* _To-do list_:
A. For each statement about the function documentation, answer yes or no and quote the words that decide it: (i) the prefix argument defaults to "tab"; (ii) the desc_tab data frame has four columns; (iii) variables with hierarchical relationships go from the finest level to the broadest.
B. Reproduce word for word the stretch of the function documentation from "character. Prefix to" through "variance (must be strictly positive)".

Skip to contents

This function constructs multiple tables from microdata and applies the Cell Key Method to each table based on a description data frame specifying the table structure.

Usage

tabulate_and_apply_ckm_list(
  df,
  rk_var = "rkey",
  desc_tab,
  marge_label = "Total",
  prefix = "tab",
  D,
  V,
  js = 0,
  I = NULL,
  J = NULL,
  ...
)

Arguments

df

data.frame. Input microdata

rk_var

Character. Individual key variable (NULL for no keys)

desc_tab

data.frame. Table description with 3 columns (TAB, VAR, HRC) describing the tables to construct

marge_label

Character. Margin label (default: "Total")

prefix

character. Prefix to add to table names provided in desc_tab (default: "tab")

D

integer. Deviation parameter (must be strictly positive)

V

numeric. Noise variance (must be strictly positive)

js

integer. Threshold for sensitive values (default: 0). If js=0, only value 0 will be forbidden

I

integer vector. Original values to consider

J

integer vector. Perturbed values to consider

...

Additional parameters passed to transition matrix creation

Value

A list containing:

  • tab: list of tables (tibbles) with CKM applied to each

  • ptab: transition matrix used for calculations

  • risque: tibble with risk measures for each table

  • utilite: tibble with utility measures for each table

Details

The desc_tab data frame must have the following structure:

  • TAB: Table name or number

  • VAR: Variable name for the table

  • HRC: Hierarchy name if the variable has hierarchical relationship, NA otherwise

One row corresponds to one variable in a given table. Variables with hierarchical relationships should be listed in decreasing order of hierarchy (from broadest to finest level). Two variables (e.g., REGION and DEPARTEMENT) in the same table with a hierarchical relationship must have the same value in the HRC column.

Examples

if (FALSE) { # \dontrun{
data("dtest")
set.seed(123)
dtest_avec_cles <- build_individual_keys(dtest)

# Define two tables:
# tab1: DIPLOME * SEXE * AGE
# tab2: DIPLOME * TYPE * REG * DEP, where REG > DEP
desc_tableaux <- data.frame(
  TAB = c(rep(1,3), rep(2,4)),
  VAR = c("DIPLOME", "SEXE", "AGE", "DIPLOME", "TYPE", "REG", "DEP"),
  HRC = c(rep(NA, 5), rep("GEO",2))
)

res_ckm <- tabulate_and_apply_ckm_list(
  df = dtest_avec_cles,
  desc_tab = desc_tableaux,
  marge_label = "Total",
  D = 10, V = 15, js = 4
)
} # }

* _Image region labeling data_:
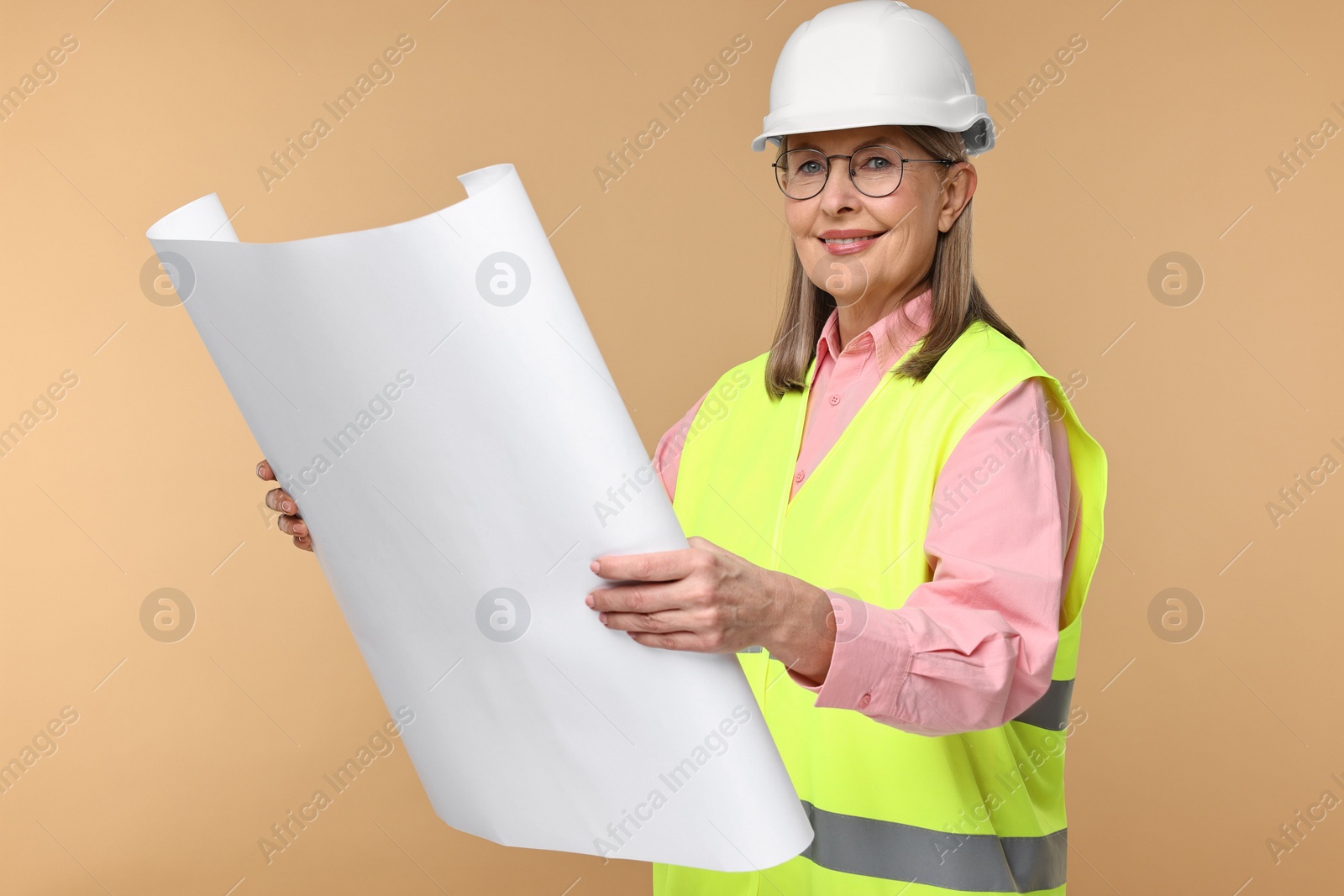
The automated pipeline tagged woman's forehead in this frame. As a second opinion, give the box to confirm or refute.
[784,125,907,152]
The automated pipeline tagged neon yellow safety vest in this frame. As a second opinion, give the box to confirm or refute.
[654,321,1106,896]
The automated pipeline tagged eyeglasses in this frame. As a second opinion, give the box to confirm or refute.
[771,145,957,199]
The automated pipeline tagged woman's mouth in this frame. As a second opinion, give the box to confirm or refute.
[817,230,889,255]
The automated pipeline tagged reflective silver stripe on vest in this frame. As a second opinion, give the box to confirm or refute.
[1013,679,1074,731]
[800,799,1068,893]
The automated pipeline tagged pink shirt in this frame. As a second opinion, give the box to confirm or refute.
[654,291,1078,735]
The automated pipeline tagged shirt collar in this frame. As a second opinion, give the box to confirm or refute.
[816,287,932,372]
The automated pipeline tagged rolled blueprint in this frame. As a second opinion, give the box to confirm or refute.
[146,164,811,871]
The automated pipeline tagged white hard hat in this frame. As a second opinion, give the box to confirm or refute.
[751,0,995,156]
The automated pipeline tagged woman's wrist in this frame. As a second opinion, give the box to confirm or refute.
[762,572,836,685]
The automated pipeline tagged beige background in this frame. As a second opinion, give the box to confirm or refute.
[0,0,1344,896]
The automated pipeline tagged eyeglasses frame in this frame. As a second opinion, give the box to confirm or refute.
[770,144,957,202]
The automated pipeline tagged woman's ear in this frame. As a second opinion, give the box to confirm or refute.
[938,161,979,233]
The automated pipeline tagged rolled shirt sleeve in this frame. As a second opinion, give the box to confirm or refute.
[789,379,1073,735]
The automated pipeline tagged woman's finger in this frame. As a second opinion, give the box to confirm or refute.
[276,516,309,538]
[625,631,721,652]
[598,610,708,634]
[266,489,298,516]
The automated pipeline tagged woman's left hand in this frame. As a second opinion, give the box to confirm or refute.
[586,536,835,681]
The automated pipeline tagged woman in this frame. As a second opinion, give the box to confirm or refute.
[258,0,1106,896]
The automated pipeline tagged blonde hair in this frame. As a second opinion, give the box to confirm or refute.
[764,125,1026,399]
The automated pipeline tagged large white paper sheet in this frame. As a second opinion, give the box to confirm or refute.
[146,164,811,871]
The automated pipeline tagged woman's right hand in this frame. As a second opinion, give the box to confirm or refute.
[257,458,313,551]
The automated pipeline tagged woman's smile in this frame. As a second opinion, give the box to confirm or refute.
[817,230,889,255]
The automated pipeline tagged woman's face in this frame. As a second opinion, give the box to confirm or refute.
[784,125,976,307]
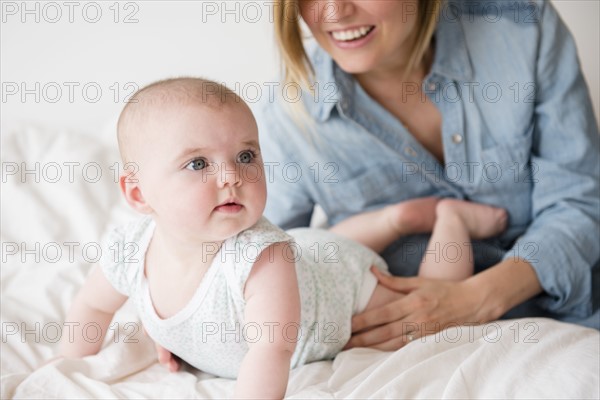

* _Task-by-task results_:
A.
(i) Yes: "Prefix to add to table names provided in desc_tab (default: "tab")"
(ii) No: "Table description with 3 columns (TAB, VAR, HRC)"
(iii) No: "listed in decreasing order of hierarchy (from broadest to finest level)"

B.
character. Prefix to add to table names provided in desc_tab (default: "tab")

D

integer. Deviation parameter (must be strictly positive)

V

numeric. Noise variance (must be strictly positive)